## Segment de texte
┌────────

Dix années pour l’Afrique.
Pour ma part, je suis sorti de l’X dans les Ponts et Chaussées
et j’ai eu, de plus, la chance de ne pas pouvoir prétendre
aux postes « métropolitains », mais de
devoir accepter une affectation « coloniale »,
ce qui m’a permis de commencer ma carrière dans des
conditions passionnantes, au plan humain comme au plan professionnel.
Affecté
en Côte d’Ivoire au début de 1959, j’ai été
rapidement chargé de l’arrondissement Travaux Publics
d’Abidjan, qui couvrait non seulement les voiries principales
d’une ville de trois cent mille habitants, avec les problèmes
d’urbanisme et d’architecture correspondants, mais aussi
10 000 kilomètres de routes bitumées et de pistes en
terre desservant le quart Sud-Est de la Côte d’Ivoire.
Mon
activité était variée et intéressante,
d’autant plus que les crédits ne manquaient pas, que
l’économie Ivoirienne se développait rapidement,
et que la construction et l’entretien en bon état du
réseau routier indispensable au transport des produits,
notamment agricoles, était une ½uvre éminemment
utile et respectée. En dépit de l’indépendance,
acquise en 1961, ce pays vivait encore sous un régime
néo-colonial, actuellement fort décrié, mais qui
assurait au moins la paix et une relative prospérité.

└────────

## Extrait de données
┌────────

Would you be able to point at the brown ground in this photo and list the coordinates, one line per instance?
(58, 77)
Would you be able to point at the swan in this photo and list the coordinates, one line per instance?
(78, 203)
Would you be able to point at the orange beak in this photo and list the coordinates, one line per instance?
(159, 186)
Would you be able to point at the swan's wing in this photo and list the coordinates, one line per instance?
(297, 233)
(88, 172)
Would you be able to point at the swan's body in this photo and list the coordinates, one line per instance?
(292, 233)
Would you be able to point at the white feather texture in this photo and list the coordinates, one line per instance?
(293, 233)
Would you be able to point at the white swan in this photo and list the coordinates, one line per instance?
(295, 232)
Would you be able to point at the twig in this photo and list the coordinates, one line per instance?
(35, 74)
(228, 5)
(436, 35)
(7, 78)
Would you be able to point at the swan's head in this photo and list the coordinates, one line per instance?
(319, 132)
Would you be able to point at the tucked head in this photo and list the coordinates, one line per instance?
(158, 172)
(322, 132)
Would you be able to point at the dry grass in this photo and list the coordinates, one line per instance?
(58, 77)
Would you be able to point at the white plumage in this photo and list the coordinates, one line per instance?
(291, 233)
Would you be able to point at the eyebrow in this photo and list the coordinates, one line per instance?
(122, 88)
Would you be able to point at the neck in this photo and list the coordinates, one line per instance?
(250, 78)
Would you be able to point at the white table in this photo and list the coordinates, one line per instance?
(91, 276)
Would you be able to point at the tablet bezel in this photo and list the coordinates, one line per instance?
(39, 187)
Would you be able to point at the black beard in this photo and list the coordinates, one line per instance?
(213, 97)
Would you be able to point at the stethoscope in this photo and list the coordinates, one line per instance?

└────────

## Énoncé du problème
Actualisez le récit des dix années en Afrique en reprenant le passage qui commence à « Dix années pour » et se termine à « au plan professionnel. », où « passionnantes » devient « stimulantes ».

## Tâche réalisée
Dix années pour l’Afrique.
Pour ma part, je suis sorti de l’X dans les Ponts et Chaussées
et j’ai eu, de plus, la chance de ne pas pouvoir prétendre
aux postes « métropolitains », mais de
devoir accepter une affectation « coloniale »,
ce qui m’a permis de commencer ma carrière dans des
conditions stimulantes, au plan humain comme au plan professionnel.